- **EXERCISE GOAL**: Copy out the comment thread below word for word, from its first line to its last.
# PAGE EXTRACT start
Omar said this on December 25th, 2010 at 3:04 am
I’m afraid I don’t have the eagle library for this any more – I lost it a while ago and haven’t had to use that part since.
Random said this on December 26th, 2010 at 5:10 pm
ooohhh u_u well that’s too bad anyway I used your eagle proyect to copy the footprint part, thanks.
Omar said this on January 6th, 2011 at 1:08 am
Nack,
I don’t see your project on GitHub anymore. Did the robot wander off…?
++tkx,
-e
ewertz said this on February 6th, 2011 at 2:53 am
Figures — found it over at
https://github.com/adamgreig/followingrobot
ewertz said this on February 6th, 2011 at 2:59 am
Hello, I didn’t understand so well what did you do to recognize the red color, did you use the camera, right? how did you use it?, how did you obtain the information of color from the camera with your memory limitations? and what was the reference of this camera?… Thank you very much, this is very useful for me now.
# PAGE EXTRACT end
# RECORDED DATA start
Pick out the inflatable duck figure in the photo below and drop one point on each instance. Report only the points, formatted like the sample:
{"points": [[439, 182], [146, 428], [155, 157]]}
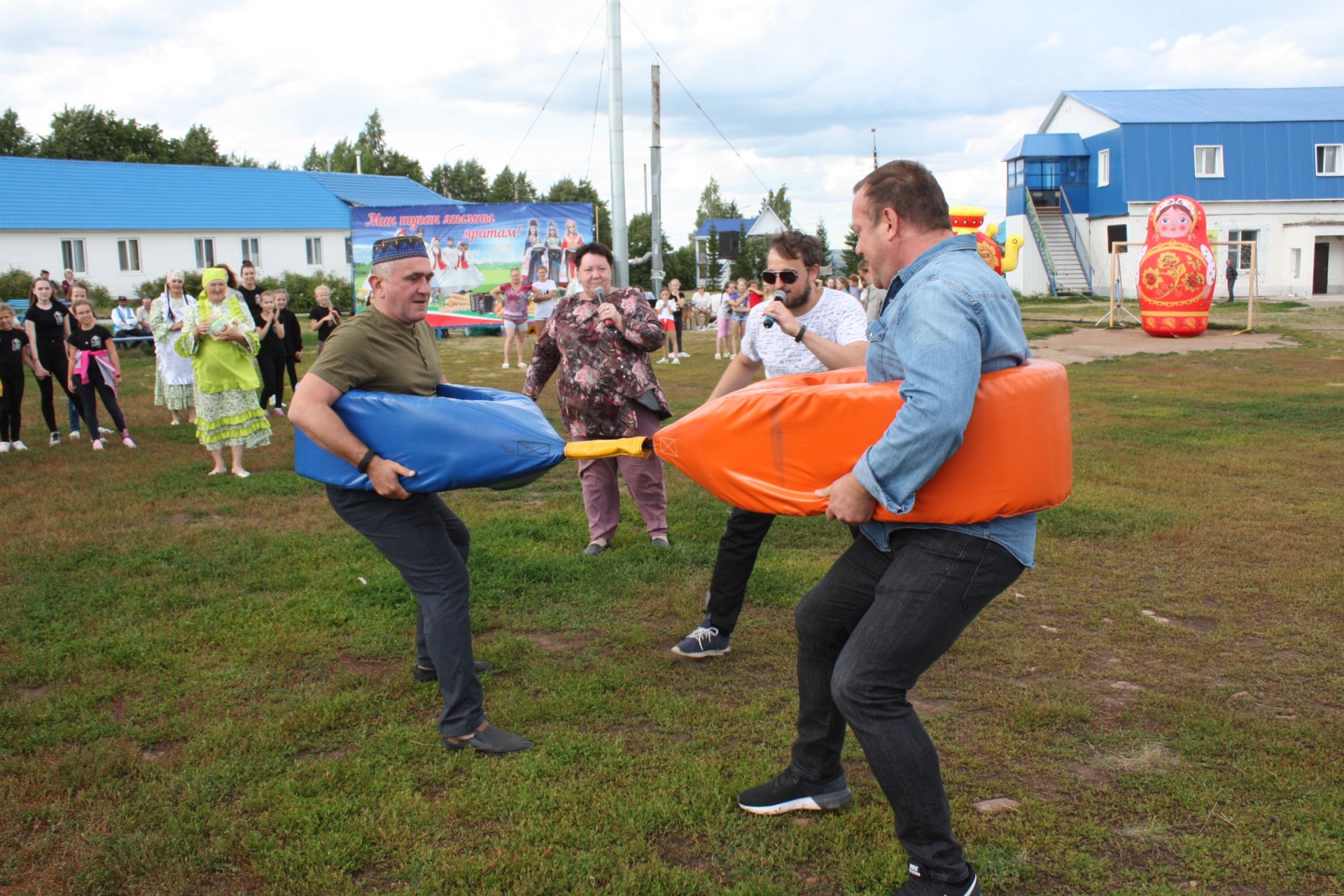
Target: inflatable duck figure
# RECORDED DATA end
- **OUTPUT FOR THIS EXERCISE**:
Omar said this on December 25th, 2010 at 3:04 am
I’m afraid I don’t have the eagle library for this any more – I lost it a while ago and haven’t had to use that part since.
Random said this on December 26th, 2010 at 5:10 pm
ooohhh u_u well that’s too bad anyway I used your eagle proyect to copy the footprint part, thanks.
Omar said this on January 6th, 2011 at 1:08 am
Nack,
I don’t see your project on GitHub anymore. Did the robot wander off…?
++tkx,
-e
ewertz said this on February 6th, 2011 at 2:53 am
Figures — found it over at
https://github.com/adamgreig/followingrobot
ewertz said this on February 6th, 2011 at 2:59 am
Hello, I didn’t understand so well what did you do to recognize the red color, did you use the camera, right? how did you use it?, how did you obtain the information of color from the camera with your memory limitations? and what was the reference of this camera?… Thank you very much, this is very useful for me now.